• **DOCUMENT**
+ + + + + + +

AMENDMENT NO. 2 TO CREDIT AGREEMENT
Exhibit 10.34.2
Execution Version
AMENDMENT NO. 2 TO CREDIT AGREEMENT
This AMENDMENT NO. 2 TO CREDIT AGREEMENT, dated as of August 5, 2019 (this “Agreement”), is entered into by and among Athenex, Inc., a Delaware corporation (the “Borrower”), the Lenders parties hereto, and Perceptive Credit Holdings II, LP, a Delaware limited partnership, as the Administrative Agent and collateral agent for the Lenders (in such capacity, the “Administrative Agent”). Unless otherwise defined herein or the context otherwise requires, terms used in this Agreement, including its preamble and recitals, have the meanings provided in the Credit Agreement (defined below).
W I T N E S S E T H:
WHEREAS, the Borrower, the Subsidiary Guarantors from time to time party thereto, the Lenders from time to time party thereto and the Administrative Agent have entered into that certain Credit Agreement and Guaranty, dated as of June 30, 2018 (as amended or otherwise modified from time to time, the “Credit Agreement”);
WHEREAS, the Borrower has requested that the Administrative Agent and the Lenders amend certain provisions of the Credit Agreement; and
WHEREAS, the Administrative Agent and the Lenders are willing to agree to such request subject to the terms and conditions set forth herein.

+ + + + + + +

• **TASKS TO CARRY OUT**
(1) Say whether each statement agrees with the amendment, answering yes or no and quoting the words that decide it: (a) Athenex, Inc. is a Delaware corporation. (b) The Credit Agreement is dated as of August 5, 2019. (c) The Lenders asked for certain provisions of the Credit Agreement to be amended.
(2) Reproduce the amendment word for word from "W I T N E S" up to and including "set forth herein.".
The lines that follow have nothing to do with the amendment.

• **RECORDED DATA**
+ + + + + + +

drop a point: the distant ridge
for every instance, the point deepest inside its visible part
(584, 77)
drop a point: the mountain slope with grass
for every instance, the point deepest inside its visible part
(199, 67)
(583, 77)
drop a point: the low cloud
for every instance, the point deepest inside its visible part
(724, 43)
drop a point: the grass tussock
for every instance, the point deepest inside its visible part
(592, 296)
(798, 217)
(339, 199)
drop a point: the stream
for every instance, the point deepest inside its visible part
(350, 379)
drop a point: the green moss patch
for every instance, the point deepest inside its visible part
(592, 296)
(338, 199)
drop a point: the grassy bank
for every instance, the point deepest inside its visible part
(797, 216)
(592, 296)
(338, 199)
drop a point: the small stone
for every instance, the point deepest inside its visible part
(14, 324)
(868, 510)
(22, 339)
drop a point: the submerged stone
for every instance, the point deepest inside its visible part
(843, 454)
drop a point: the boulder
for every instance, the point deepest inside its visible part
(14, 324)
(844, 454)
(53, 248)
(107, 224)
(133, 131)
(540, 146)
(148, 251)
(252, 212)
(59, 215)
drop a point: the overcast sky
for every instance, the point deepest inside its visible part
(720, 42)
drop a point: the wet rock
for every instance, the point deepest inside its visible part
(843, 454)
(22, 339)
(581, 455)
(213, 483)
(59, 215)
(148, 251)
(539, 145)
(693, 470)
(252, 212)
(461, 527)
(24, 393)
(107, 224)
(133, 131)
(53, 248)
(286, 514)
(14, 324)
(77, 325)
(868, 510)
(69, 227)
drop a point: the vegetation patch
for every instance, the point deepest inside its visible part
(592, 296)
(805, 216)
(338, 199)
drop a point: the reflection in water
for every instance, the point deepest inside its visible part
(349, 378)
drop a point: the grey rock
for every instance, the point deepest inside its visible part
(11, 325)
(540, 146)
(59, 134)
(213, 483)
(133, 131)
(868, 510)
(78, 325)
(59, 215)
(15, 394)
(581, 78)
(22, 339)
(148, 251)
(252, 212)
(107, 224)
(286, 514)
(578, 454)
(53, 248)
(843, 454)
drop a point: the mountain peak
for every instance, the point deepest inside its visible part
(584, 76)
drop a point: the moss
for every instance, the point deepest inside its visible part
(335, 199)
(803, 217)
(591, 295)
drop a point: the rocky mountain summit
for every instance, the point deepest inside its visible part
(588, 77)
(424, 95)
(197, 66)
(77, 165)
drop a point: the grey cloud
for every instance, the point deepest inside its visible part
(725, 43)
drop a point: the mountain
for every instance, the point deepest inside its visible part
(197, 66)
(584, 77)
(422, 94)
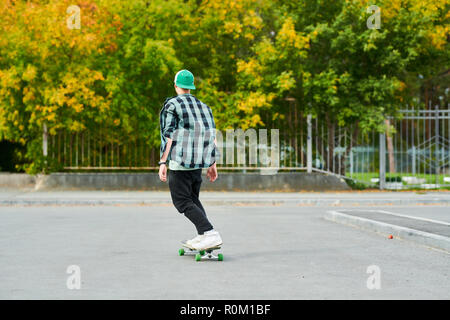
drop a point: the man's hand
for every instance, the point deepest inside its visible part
(211, 173)
(163, 173)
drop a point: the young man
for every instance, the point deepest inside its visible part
(188, 145)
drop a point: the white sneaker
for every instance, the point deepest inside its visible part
(209, 239)
(194, 240)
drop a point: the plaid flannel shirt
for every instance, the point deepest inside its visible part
(190, 124)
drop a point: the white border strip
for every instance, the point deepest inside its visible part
(421, 237)
(402, 215)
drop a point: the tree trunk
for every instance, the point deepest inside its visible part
(390, 148)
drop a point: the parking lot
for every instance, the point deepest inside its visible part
(128, 251)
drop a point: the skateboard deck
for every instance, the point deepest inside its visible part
(205, 254)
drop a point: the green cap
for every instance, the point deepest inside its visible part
(184, 79)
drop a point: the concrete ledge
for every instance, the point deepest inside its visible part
(286, 182)
(17, 180)
(417, 236)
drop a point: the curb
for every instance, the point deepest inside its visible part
(232, 202)
(413, 235)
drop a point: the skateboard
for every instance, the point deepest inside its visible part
(206, 254)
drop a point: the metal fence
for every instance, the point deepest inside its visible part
(415, 153)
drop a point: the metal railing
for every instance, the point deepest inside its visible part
(414, 154)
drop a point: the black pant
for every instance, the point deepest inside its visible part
(185, 188)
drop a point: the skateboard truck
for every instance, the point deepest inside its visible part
(207, 254)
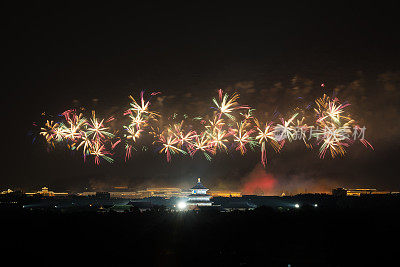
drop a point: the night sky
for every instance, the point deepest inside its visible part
(65, 56)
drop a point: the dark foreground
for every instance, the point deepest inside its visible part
(263, 237)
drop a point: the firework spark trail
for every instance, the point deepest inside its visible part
(264, 137)
(232, 125)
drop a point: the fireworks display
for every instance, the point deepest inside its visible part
(228, 127)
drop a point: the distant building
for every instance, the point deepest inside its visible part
(358, 192)
(220, 193)
(165, 192)
(199, 196)
(45, 192)
(102, 195)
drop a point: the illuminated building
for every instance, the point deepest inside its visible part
(165, 192)
(221, 193)
(358, 192)
(8, 191)
(199, 196)
(45, 192)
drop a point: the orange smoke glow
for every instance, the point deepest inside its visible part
(259, 182)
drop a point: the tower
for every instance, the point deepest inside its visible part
(199, 196)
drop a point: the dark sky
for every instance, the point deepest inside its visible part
(60, 54)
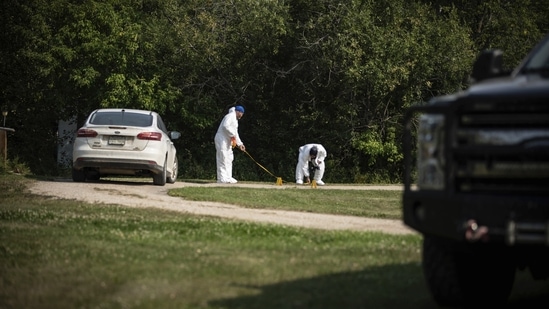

+ + + + + + +

• **RESULTS OF THE EXERCISE**
(1)
(a) Yes: "Athenex, Inc., a Delaware corporation (the “Borrower”)"
(b) No: "dated as of June 30, 2018 (as amended or otherwise modified from time to time, the “Credit Agreement”)"
(c) No: "the Borrower has requested that the Administrative Agent and the Lenders amend certain provisions of the Credit Agreement"

(2)
W I T N E S S E T H:
WHEREAS, the Borrower, the Subsidiary Guarantors from time to time party thereto, the Lenders from time to time party thereto and the Administrative Agent have entered into that certain Credit Agreement and Guaranty, dated as of June 30, 2018 (as amended or otherwise modified from time to time, the “Credit Agreement”);
WHEREAS, the Borrower has requested that the Administrative Agent and the Lenders amend certain provisions of the Credit Agreement; and
WHEREAS, the Administrative Agent and the Lenders are willing to agree to such request subject to the terms and conditions set forth herein.